▶ **Exercise passage**
*-*-*
- Born: Angela Sarojanie Persad 1946.
- Died: November 12, 2012 (aged 65–66)
- Spouse: John Cropper
- Children: 1

= Angela Cropper =

Trinidad and Tobago politician (1946–2012)

Angela Sarojanie Cropper ( Persad; 1946 – 12 November 2012) was a Trinidad and Tobago economist who served as assistant secretary-general and deputy executive director of the United Nations Environment Programme (UNEP) and an independent senator. She founded the Cropper Foundation together with her husband John Cropper, and served as its president.

== Early life and education ==
Cropper was born in 1946 in rural Trinidad. She was one of 12 children, and was the first in her family to attend secondary school.

Cropper attended Naparima Girls' High School. After graduating, she attended the University of the West Indies, where she obtained a degree in economics under the mentorship of Lloyd Best.

In the 1980s, Cropper received a law degree from the University of the West Indies at Cave Hill, Barbados.

== Career ==
After graduating from the University of the West Indies, Cropper worked for the Caribbean Industrial Research Institute (CARIRI) as a research officer.
*-*-*
▶ **Source material**
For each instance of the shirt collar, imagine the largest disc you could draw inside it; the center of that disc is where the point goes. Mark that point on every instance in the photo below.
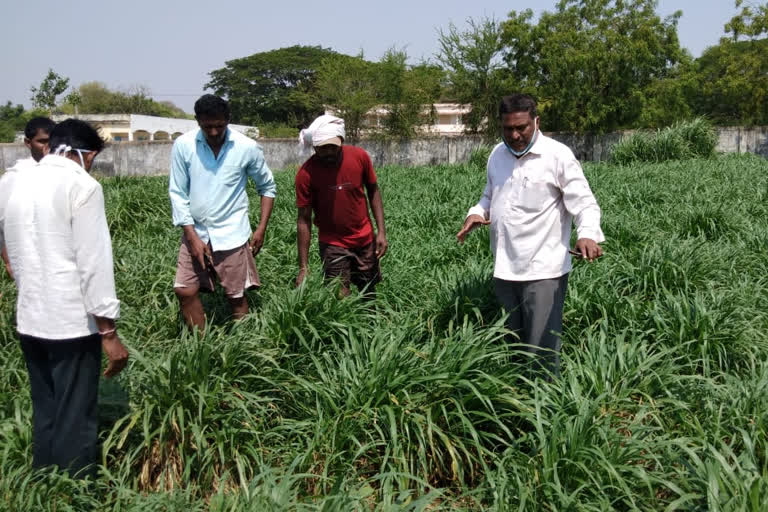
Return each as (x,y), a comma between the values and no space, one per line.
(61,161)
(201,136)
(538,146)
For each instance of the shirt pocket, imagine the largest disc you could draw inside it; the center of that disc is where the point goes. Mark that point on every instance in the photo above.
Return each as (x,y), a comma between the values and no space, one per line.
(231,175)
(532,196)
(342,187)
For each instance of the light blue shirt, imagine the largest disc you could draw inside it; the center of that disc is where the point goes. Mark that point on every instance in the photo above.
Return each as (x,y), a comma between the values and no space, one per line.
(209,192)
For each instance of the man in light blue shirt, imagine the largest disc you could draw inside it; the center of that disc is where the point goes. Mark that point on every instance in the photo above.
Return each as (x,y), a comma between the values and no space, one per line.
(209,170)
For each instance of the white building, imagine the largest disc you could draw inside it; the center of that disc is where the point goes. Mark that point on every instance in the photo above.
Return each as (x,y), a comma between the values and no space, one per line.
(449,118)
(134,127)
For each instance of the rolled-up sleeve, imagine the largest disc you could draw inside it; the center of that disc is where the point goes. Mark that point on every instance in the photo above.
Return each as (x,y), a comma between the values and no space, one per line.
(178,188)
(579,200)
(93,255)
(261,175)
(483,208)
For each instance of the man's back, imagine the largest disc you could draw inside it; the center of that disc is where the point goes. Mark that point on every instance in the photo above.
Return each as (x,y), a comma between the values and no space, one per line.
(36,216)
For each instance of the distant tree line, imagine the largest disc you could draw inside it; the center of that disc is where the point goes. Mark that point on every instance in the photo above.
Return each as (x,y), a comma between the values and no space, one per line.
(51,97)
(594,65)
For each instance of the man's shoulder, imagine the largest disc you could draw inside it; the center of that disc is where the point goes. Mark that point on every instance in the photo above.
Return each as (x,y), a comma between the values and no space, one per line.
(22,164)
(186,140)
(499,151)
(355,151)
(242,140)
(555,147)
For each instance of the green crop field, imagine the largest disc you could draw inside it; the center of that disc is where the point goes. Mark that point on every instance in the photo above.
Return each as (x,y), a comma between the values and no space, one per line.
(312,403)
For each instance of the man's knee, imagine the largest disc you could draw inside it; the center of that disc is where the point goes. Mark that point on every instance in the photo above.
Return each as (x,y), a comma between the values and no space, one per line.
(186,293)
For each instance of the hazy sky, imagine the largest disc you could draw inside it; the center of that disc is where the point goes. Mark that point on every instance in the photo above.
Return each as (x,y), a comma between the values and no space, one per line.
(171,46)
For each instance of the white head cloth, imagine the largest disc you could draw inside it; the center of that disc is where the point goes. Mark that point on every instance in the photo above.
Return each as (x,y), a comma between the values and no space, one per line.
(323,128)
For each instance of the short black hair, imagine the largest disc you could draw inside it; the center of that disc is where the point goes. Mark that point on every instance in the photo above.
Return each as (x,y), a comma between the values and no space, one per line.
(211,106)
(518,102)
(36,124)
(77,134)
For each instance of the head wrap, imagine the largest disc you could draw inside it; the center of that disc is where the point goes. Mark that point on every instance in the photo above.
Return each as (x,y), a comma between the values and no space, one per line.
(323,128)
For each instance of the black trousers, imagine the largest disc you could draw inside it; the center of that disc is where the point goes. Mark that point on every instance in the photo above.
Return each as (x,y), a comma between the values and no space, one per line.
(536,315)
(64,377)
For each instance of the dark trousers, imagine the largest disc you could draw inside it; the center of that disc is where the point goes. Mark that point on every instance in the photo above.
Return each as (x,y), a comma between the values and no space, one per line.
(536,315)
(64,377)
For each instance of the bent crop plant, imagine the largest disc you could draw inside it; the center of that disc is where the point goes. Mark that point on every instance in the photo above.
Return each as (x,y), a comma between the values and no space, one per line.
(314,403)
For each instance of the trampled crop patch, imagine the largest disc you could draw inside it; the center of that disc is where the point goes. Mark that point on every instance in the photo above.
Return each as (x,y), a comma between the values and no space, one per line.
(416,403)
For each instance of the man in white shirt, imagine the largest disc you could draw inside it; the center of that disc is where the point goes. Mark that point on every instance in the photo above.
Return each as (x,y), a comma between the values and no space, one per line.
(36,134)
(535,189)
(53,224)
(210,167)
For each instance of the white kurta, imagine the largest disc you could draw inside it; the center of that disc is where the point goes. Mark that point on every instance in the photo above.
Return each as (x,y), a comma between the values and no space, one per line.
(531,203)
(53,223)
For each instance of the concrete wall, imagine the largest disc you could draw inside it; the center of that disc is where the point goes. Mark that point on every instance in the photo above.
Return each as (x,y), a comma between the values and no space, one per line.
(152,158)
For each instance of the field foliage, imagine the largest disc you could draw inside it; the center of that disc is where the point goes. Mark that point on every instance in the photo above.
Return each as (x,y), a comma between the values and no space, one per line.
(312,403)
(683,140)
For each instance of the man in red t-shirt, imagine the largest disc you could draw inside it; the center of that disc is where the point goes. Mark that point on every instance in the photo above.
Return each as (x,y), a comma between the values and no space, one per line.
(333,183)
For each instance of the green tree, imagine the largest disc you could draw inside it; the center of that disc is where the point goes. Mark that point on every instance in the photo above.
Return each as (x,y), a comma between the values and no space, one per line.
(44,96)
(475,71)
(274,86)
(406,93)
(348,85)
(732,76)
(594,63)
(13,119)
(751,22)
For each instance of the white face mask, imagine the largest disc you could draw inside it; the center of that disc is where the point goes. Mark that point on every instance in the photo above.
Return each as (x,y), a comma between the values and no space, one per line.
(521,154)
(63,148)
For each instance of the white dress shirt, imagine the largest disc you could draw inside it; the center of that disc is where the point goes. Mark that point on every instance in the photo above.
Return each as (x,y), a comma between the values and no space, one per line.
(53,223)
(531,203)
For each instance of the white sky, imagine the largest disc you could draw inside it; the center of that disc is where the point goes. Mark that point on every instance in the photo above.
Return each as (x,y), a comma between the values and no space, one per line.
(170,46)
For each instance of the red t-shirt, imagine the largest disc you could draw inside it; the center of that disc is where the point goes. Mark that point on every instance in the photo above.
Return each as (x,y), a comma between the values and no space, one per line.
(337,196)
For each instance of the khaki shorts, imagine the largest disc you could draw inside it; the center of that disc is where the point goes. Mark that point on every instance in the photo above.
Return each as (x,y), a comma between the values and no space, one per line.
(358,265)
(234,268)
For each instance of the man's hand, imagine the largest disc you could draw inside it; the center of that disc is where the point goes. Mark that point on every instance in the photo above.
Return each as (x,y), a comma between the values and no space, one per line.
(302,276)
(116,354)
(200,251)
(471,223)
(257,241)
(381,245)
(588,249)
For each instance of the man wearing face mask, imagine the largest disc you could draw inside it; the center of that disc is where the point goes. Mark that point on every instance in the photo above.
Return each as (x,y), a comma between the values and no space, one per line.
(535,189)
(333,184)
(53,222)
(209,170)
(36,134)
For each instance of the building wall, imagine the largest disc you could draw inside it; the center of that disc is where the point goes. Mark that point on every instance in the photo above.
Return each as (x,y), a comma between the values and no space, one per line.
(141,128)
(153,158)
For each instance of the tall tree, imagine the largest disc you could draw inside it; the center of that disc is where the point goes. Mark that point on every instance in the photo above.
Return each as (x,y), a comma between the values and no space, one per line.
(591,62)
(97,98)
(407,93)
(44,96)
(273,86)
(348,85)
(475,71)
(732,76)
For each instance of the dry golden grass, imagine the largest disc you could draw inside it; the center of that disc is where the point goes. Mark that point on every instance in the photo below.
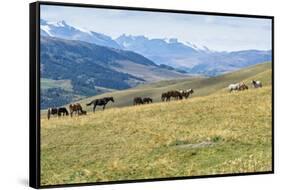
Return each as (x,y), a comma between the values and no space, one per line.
*-*-*
▶ **Set of tasks**
• 1. Rewrite the paragraph of the Angela Cropper biography that begins "Angela Sarojanie Cropper" as a shorter list, keeping its main facts.
• 2. From the Angela Cropper biography, print the part that opens with the words containing "- Spouse: John" and closes with "of Lloyd Best.".
• 3. Carry on the Angela Cropper biography from the point where it stops.

▶ **Answers to the problems**
• 1.
- Angela Sarojanie Cropper, born Persad, lived from 1946 to 12 November 2012.
- She was a Trinidad and Tobago economist.
- She was assistant secretary-general and deputy executive director of the United Nations Environment Programme (UNEP).
- She was an independent senator.
- With her husband John Cropper, she founded the Cropper Foundation and served as its president.

• 2.
- Spouse: John Cropper
- Children: 1

= Angela Cropper =

Trinidad and Tobago politician (1946–2012)

Angela Sarojanie Cropper ( Persad; 1946 – 12 November 2012) was a Trinidad and Tobago economist who served as assistant secretary-general and deputy executive director of the United Nations Environment Programme (UNEP) and an independent senator. She founded the Cropper Foundation together with her husband John Cropper, and served as its president.

== Early life and education ==
Cropper was born in 1946 in rural Trinidad. She was one of 12 children, and was the first in her family to attend secondary school.

Cropper attended Naparima Girls' High School. After graduating, she attended the University of the West Indies, where she obtained a degree in economics under the mentorship of Lloyd Best.

• 3.
Cropper contested the 1976 general elections as a Tapia House Movement candidate for Arouca. She later established a retail business in partnership with Jeremy Mar, before returning to university pursuing a law degree.

Cropper was an independent senator in the Parliament of Trinidad and Tobago and president of the Cropper Foundation, a not-for-profit charitable organization committed to sustainable development. She shared the 2005 Zayed International Prize for the Environment with Emil Salim, the former Indonesian minister for population and the environment.

She served in various capacities with the Caribbean Community and Common Market Secretariat (CARICOM) and the World Conservation Union (IUCN). She was interim Executive Secretary of the United Nations Convention on Biological Diversity and Senior Adviser on Environment and Development with the United Nations Development Programme (UNDP).

She also served on a number of international advisory boards, including the CARICOM Task Force on Functional Cooperation, the Council of the United Nations University, the European Union High-Level Panel on Sustainability, the Board of Trustees of the Stockholm Environment Institute, and the External Advisory Group to the World Bank on the implementation of its forest strategy. She was a Visiting Distinguished Fellow with the Woods Hole Research Center, and a Visiting Distinguished Fellow and McCluskey Fellow with the Yale School of Forestry and Environmental Studies.

Cropper was appointed to the position of assistant secretary-general and deputy executive director of the United Nations Environment Programme (UNEP) by United Nations Secretary-General Ban Ki-moon in November 2007.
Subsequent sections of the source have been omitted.